----- Provided material

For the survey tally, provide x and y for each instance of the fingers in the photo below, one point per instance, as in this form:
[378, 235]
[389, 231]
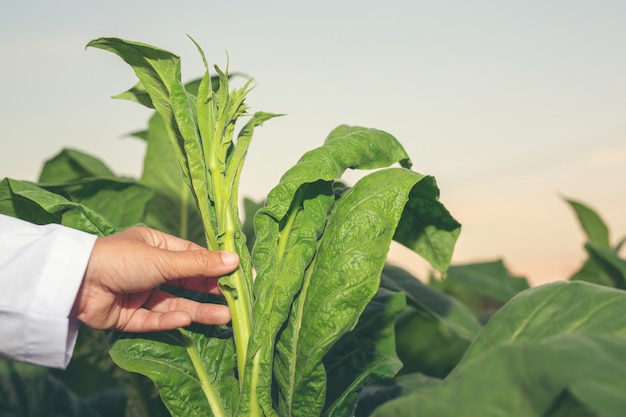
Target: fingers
[158, 239]
[165, 311]
[196, 263]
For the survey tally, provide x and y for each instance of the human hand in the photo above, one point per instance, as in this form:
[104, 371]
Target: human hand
[119, 287]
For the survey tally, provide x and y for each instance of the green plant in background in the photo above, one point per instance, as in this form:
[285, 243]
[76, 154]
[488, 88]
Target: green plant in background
[326, 328]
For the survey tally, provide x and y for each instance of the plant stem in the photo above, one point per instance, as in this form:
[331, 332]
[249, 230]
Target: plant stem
[184, 215]
[205, 381]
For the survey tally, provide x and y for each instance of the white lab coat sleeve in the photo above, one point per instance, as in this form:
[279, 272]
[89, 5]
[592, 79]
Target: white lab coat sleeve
[41, 270]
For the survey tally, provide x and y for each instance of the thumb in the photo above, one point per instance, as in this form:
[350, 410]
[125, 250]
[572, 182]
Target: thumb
[196, 263]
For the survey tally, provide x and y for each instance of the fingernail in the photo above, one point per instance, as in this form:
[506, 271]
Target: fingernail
[230, 258]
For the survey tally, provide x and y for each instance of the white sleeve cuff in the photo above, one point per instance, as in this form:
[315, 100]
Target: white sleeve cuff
[41, 269]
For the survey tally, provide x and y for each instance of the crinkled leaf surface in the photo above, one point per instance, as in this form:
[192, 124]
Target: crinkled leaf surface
[338, 284]
[448, 310]
[603, 266]
[121, 202]
[373, 395]
[564, 338]
[489, 279]
[173, 208]
[528, 379]
[288, 228]
[71, 165]
[435, 329]
[552, 309]
[164, 358]
[35, 204]
[367, 353]
[427, 227]
[594, 227]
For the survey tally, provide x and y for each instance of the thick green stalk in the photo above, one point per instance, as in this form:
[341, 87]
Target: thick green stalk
[184, 214]
[205, 381]
[236, 292]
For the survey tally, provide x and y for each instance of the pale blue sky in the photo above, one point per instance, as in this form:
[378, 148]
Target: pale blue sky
[509, 104]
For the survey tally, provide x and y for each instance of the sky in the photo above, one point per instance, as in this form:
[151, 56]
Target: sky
[512, 105]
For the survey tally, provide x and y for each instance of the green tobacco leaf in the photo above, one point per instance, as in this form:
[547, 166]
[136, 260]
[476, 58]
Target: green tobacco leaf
[136, 94]
[553, 309]
[286, 254]
[611, 262]
[338, 285]
[595, 271]
[165, 358]
[594, 227]
[365, 354]
[427, 227]
[528, 378]
[121, 202]
[92, 375]
[447, 309]
[288, 228]
[159, 73]
[434, 331]
[37, 205]
[71, 165]
[486, 279]
[27, 390]
[345, 147]
[173, 208]
[373, 395]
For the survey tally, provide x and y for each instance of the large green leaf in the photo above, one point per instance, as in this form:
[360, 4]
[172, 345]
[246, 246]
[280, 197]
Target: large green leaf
[288, 228]
[166, 358]
[529, 378]
[427, 227]
[159, 74]
[594, 227]
[367, 353]
[28, 390]
[550, 348]
[71, 165]
[173, 208]
[603, 266]
[449, 311]
[338, 284]
[552, 309]
[373, 395]
[37, 205]
[121, 202]
[434, 331]
[488, 279]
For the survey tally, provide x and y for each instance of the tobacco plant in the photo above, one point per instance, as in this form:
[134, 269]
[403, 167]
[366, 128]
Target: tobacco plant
[318, 254]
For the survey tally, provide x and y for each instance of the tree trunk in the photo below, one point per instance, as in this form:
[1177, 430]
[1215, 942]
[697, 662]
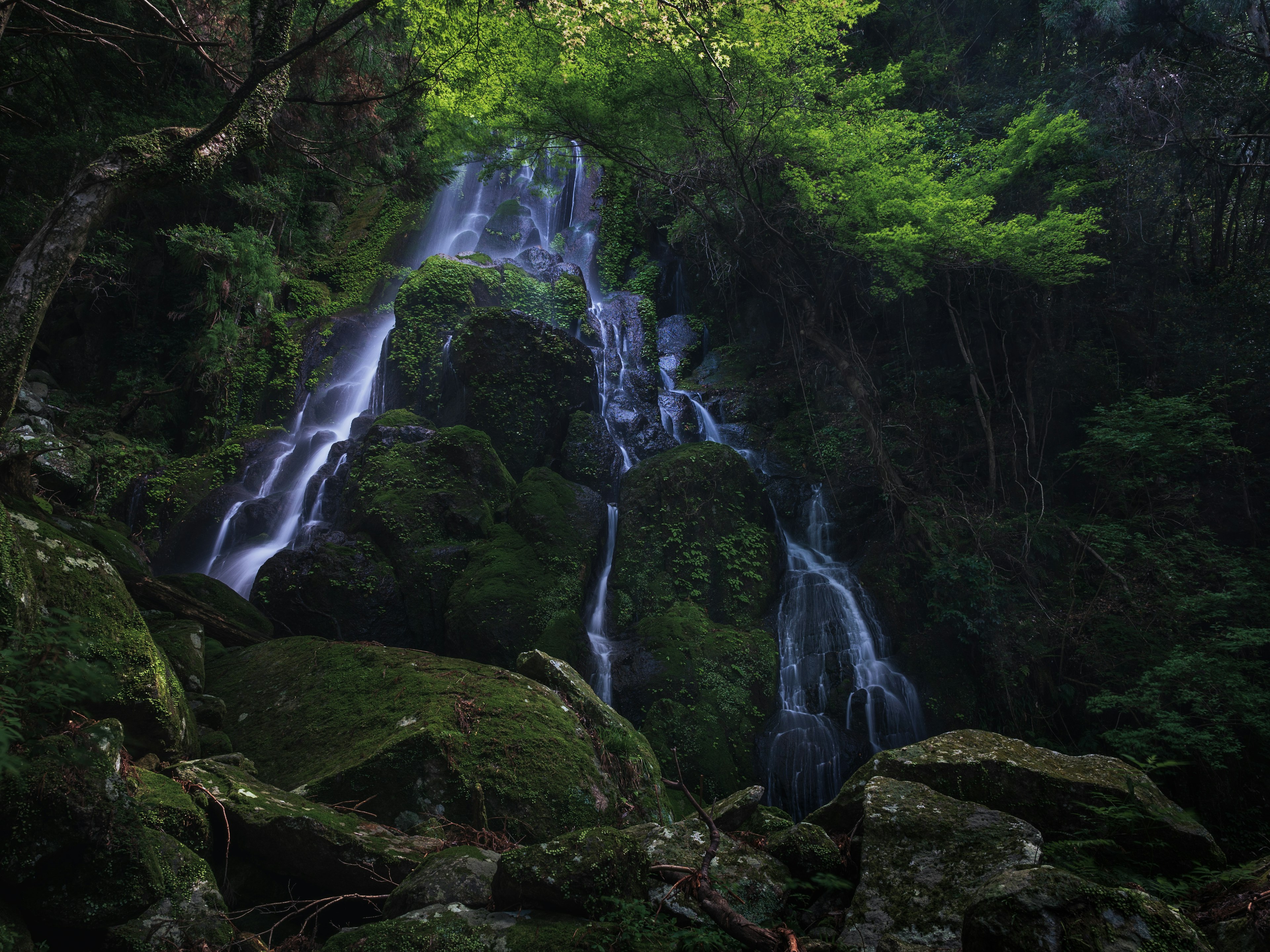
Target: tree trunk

----------

What to work on: Filter the data, keeping only the lines that contain "below".

Response:
For the survey tally, provide x and y for each instance of the fingers in the photo below, one point per instance, as in this form:
For the survey tally, provide x and y for each instance of the tree trunk in the photo below, one point per instance, as in this form:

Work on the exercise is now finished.